BEGIN GIVEN RECORDS
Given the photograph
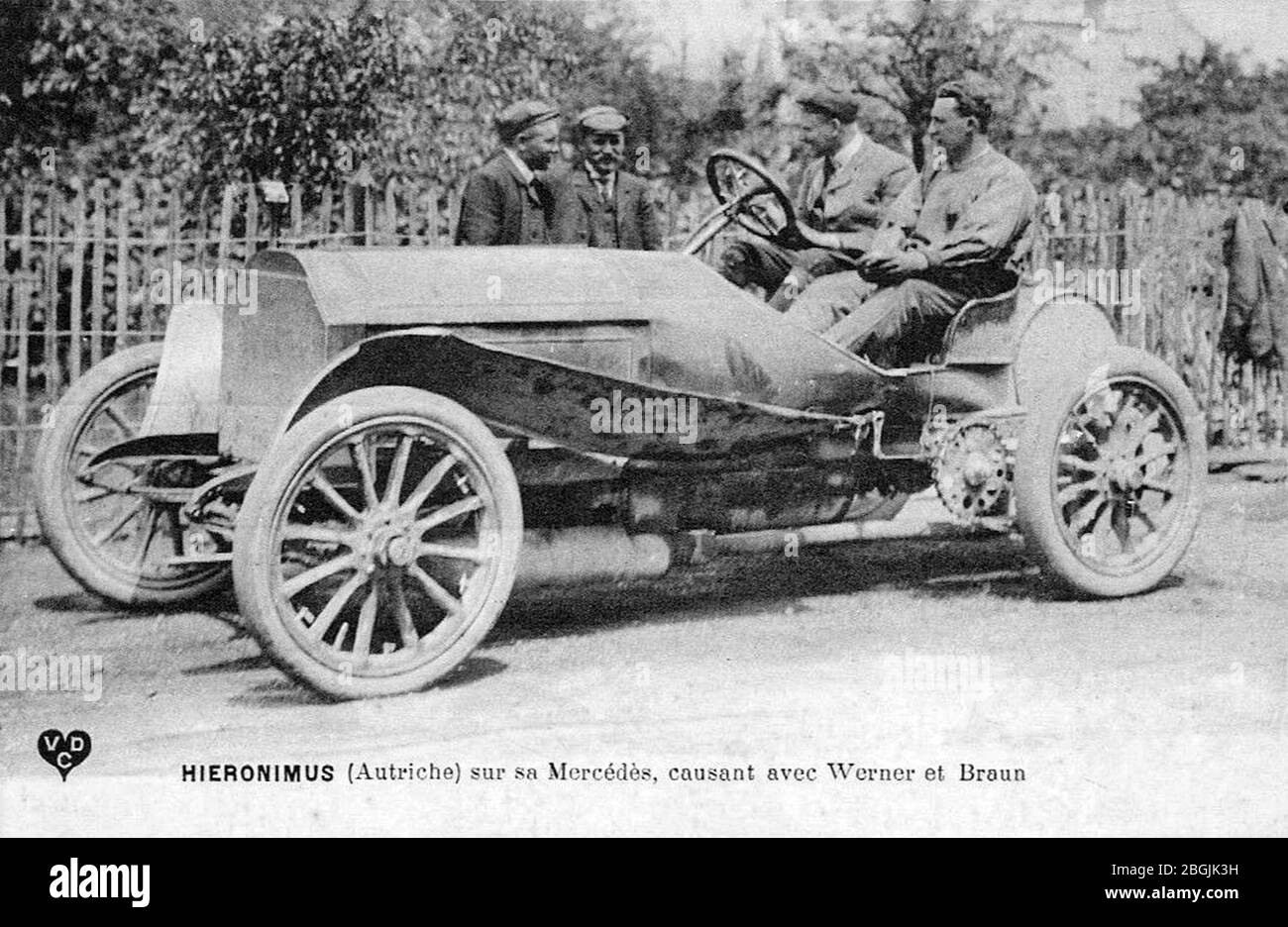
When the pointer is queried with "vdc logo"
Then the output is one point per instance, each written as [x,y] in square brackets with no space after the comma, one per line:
[64,752]
[76,880]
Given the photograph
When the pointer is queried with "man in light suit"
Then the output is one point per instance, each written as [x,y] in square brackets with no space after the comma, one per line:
[596,202]
[845,188]
[506,201]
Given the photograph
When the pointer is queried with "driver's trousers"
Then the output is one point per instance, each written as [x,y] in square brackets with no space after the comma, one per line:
[894,326]
[760,262]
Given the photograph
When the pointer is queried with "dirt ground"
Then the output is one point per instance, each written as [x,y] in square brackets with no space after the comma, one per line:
[861,685]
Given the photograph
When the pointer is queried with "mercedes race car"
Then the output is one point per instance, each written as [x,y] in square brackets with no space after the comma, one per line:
[393,439]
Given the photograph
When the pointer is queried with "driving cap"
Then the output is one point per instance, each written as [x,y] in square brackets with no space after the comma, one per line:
[522,116]
[601,119]
[831,102]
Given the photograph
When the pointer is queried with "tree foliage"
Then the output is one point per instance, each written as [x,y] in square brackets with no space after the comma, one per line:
[900,59]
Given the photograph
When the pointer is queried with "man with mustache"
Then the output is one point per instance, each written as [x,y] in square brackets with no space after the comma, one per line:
[505,201]
[964,232]
[596,202]
[845,188]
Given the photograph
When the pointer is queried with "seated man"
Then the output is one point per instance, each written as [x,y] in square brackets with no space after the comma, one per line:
[962,233]
[844,189]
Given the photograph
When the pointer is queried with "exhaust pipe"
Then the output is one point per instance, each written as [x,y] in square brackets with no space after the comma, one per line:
[584,555]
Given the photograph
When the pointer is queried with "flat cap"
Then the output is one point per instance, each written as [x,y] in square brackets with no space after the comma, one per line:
[523,115]
[831,102]
[601,119]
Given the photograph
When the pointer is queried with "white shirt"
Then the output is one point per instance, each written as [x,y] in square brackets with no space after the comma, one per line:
[846,154]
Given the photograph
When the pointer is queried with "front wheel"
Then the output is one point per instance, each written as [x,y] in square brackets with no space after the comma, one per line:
[1108,476]
[377,542]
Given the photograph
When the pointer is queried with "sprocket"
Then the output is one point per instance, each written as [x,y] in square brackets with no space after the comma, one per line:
[973,471]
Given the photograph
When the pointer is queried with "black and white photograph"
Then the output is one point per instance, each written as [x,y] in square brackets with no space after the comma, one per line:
[645,419]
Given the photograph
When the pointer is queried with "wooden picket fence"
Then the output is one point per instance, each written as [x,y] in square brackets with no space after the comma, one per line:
[76,260]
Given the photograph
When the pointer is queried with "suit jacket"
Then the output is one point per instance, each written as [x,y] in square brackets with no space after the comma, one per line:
[857,193]
[1257,303]
[498,209]
[580,218]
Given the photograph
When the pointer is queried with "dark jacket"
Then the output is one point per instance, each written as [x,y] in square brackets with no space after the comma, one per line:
[629,222]
[1257,303]
[498,209]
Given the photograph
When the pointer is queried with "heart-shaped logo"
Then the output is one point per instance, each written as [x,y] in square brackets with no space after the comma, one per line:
[64,752]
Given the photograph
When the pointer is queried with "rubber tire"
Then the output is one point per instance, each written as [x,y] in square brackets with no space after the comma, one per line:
[51,464]
[1035,455]
[253,540]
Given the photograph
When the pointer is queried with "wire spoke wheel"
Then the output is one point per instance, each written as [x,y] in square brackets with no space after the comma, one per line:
[99,522]
[1121,476]
[1109,476]
[390,548]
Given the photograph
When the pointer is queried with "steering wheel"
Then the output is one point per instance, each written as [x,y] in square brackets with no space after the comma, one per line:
[750,194]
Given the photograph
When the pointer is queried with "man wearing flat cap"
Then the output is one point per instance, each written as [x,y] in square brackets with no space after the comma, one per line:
[505,201]
[845,188]
[964,232]
[596,202]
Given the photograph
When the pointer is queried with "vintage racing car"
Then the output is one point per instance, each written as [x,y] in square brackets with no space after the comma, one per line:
[393,438]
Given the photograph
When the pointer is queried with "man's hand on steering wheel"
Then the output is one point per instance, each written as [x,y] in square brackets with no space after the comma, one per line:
[893,265]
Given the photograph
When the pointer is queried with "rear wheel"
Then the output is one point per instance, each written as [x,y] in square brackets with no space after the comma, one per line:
[1108,476]
[377,542]
[107,533]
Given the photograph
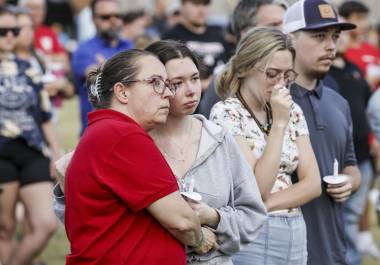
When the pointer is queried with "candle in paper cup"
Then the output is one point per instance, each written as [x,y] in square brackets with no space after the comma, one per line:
[335,178]
[335,168]
[192,183]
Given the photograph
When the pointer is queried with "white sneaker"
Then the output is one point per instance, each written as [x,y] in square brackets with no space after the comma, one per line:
[367,246]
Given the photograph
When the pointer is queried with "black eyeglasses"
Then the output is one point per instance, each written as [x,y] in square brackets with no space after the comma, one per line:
[273,76]
[4,31]
[159,85]
[109,16]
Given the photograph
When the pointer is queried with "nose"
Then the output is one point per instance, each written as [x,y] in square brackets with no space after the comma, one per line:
[280,80]
[168,93]
[330,44]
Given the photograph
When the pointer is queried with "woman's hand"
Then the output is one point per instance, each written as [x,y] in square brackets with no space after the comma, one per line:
[281,103]
[208,242]
[207,215]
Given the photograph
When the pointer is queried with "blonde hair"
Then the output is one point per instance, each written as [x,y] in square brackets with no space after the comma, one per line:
[257,46]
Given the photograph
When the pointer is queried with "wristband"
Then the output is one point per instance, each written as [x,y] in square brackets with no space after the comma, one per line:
[200,242]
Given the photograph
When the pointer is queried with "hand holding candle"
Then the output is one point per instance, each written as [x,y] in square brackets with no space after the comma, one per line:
[335,168]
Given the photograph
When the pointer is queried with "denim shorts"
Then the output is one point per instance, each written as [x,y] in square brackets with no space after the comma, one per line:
[281,241]
[222,260]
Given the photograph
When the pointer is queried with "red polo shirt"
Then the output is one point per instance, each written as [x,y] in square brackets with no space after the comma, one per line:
[115,173]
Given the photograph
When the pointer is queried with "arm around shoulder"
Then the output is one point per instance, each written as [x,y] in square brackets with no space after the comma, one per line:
[176,216]
[241,219]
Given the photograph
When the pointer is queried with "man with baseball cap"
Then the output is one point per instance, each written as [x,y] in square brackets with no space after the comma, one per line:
[314,28]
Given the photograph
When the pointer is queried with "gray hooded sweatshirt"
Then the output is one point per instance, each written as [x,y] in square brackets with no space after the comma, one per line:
[226,182]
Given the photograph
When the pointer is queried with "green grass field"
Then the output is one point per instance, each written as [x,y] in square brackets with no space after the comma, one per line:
[68,132]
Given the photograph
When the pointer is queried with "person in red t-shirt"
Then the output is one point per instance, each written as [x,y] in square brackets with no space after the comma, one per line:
[122,200]
[360,52]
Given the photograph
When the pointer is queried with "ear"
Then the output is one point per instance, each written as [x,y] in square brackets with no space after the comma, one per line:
[293,36]
[121,92]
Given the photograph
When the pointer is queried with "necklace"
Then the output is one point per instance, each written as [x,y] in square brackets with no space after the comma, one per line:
[265,128]
[181,149]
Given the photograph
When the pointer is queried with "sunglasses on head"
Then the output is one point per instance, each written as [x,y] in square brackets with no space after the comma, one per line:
[109,16]
[4,31]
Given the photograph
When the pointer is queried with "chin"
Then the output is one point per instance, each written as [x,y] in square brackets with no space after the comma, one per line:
[320,74]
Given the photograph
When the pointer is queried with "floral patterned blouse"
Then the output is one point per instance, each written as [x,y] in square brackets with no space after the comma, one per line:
[235,117]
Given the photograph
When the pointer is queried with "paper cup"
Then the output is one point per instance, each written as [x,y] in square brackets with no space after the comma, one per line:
[335,179]
[192,196]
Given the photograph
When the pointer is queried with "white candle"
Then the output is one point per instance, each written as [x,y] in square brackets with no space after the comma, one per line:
[335,168]
[192,183]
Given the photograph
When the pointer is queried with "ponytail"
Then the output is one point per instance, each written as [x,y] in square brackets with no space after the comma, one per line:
[227,82]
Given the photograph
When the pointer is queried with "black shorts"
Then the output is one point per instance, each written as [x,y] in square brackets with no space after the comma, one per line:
[19,162]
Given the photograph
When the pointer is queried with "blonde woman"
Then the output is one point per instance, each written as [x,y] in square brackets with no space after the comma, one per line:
[272,132]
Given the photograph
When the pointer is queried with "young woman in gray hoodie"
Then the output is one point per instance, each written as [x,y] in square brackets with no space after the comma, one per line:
[205,158]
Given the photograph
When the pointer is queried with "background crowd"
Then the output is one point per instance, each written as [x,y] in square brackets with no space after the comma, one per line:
[64,41]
END GIVEN RECORDS
Count the lines in the records above that contain the string "white". Reply with the number alone.

- RESULT FOR THIS EXERCISE -
4